Problem requirements:
Print, word for word, the part of the text on the ovarian cancer prediction model from "Ovarian cancer is an" to "to be different.".

We also used the model to provide predictive information and chose outcome of surgery (the ability to identify patients likely to end up with suboptimal cytoreduction) as an important clinical question.19 To date, conventional predictive systems have had limited accuracy.20 Although our model also had only limited accuracy (77 %), this was based on data easily available to all clinicians and did not take into account any findings from radiologic investigations or comorbidities of the patient. Such features can easily be incorporated into an AI system, and future investigations will examine whether incorporating such features improves the accuracy of the model further. These results are consistent with those of Jefferson et al.,21 who showed that neural networks can outperform logistic regression in predicting surgical outcome in lung cancer.

Our results suggest that the model described in this report is a better predictor of outcome than a system based on conventional statistics. Two systems based on conventional statistics have been described for use in ovarian cancer: Gerestein et al.22 developed a nomogram using three or five parameters that has a c statistic of 0.67, whereas Teramukai et al.23 developed a similar nomogram, which has subsequently been validated in a UK-based population of patients.24 Both of these models are finite (i.e., their performance is fixed and will not improve with time). In contrast, a systems-based approach, such as the one described in this report, can be iterative, and performance is likely to improve as the data set enlarges. In this report, we demonstrated modest increases in performance as the number of cases was increased, which supports this concept. It also is likely that as the number of cases in the data set increases, the relative weightings of some of the input parameters will change. Thus, we will continue to input as many data items as are available and monitor the performance of the system to test this further.

Ovarian cancer is an extremely heterogeneous disease with a variety of different histologic subtypes and a wide range of responses to treatment. By developing a model in this disease, we are confident that similar models also can be developed in more homogeneous cancers. Artificial intelligence systems also have other significant advantages over conventional models. In particular, they can cope with missing data items and will incorporate algorithms to overcome this (see supplementary data). Their greatest advantage, however, is that they are iterative, and performance improves as the data sets increase in size and relevance. Therefore, although this model has been tested in only one center, it could be adapted for use in multiple centers but would need to “learn” how to predict in each center given that the outcomes (e.g., for surgery) are likely to be different.

Current research in ovarian cancer is focused on developing new treatments, many of which will be biomarker driven (i.e., a test will be available that will dictate whether the patient is likely to respond to the treatment in question). Such a model is already standard care in breast cancer, with a test that identifies the presence of the HER2 receptor and dictates whether a patient receives herceptin treatment.

Therefore, within a relatively short time, we likely will have a multitude of new treatments available, all associated with a particular biomarker test. The challenge for the clinician will be to prioritize these treatments and determine the optimal treatment strategy. Because conventional algorithms probably will not be capable of handling such complex interactions as are likely to exist, the development of AI systems will become paramount. We hope that the system described in this report can be the basis for the development of these more complex models.

Future work will include increasing the size of the data set to increase the performance of the system and validating it further on other external data sets of patients.

Supplied data:

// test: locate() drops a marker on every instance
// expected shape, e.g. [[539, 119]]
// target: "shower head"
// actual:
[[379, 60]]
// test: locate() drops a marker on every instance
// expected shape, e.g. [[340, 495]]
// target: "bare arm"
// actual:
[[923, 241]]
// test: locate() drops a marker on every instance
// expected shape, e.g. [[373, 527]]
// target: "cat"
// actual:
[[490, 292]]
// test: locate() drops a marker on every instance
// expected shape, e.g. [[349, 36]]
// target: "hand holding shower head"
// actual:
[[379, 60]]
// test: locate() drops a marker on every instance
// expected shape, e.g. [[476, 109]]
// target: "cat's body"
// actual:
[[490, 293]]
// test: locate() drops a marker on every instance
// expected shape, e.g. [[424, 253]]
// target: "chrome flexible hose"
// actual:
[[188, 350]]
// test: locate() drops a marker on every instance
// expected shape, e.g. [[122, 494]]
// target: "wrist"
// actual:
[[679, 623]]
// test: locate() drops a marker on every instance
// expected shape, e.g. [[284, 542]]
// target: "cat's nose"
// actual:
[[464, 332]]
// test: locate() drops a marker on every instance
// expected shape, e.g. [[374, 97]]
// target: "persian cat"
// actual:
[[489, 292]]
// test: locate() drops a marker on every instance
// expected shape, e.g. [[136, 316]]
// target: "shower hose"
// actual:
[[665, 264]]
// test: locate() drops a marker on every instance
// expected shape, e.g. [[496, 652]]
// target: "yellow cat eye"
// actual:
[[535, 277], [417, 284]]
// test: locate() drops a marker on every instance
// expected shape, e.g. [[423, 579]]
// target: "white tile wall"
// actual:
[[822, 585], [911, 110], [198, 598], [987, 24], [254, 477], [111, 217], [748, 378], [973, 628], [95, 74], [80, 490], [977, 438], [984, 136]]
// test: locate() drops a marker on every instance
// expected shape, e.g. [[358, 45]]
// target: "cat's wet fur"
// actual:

Written solution:
Ovarian cancer is an extremely heterogeneous disease with a variety of different histologic subtypes and a wide range of responses to treatment. By developing a model in this disease, we are confident that similar models also can be developed in more homogeneous cancers. Artificial intelligence systems also have other significant advantages over conventional models. In particular, they can cope with missing data items and will incorporate algorithms to overcome this (see supplementary data). Their greatest advantage, however, is that they are iterative, and performance improves as the data sets increase in size and relevance. Therefore, although this model has been tested in only one center, it could be adapted for use in multiple centers but would need to “learn” how to predict in each center given that the outcomes (e.g., for surgery) are likely to be different.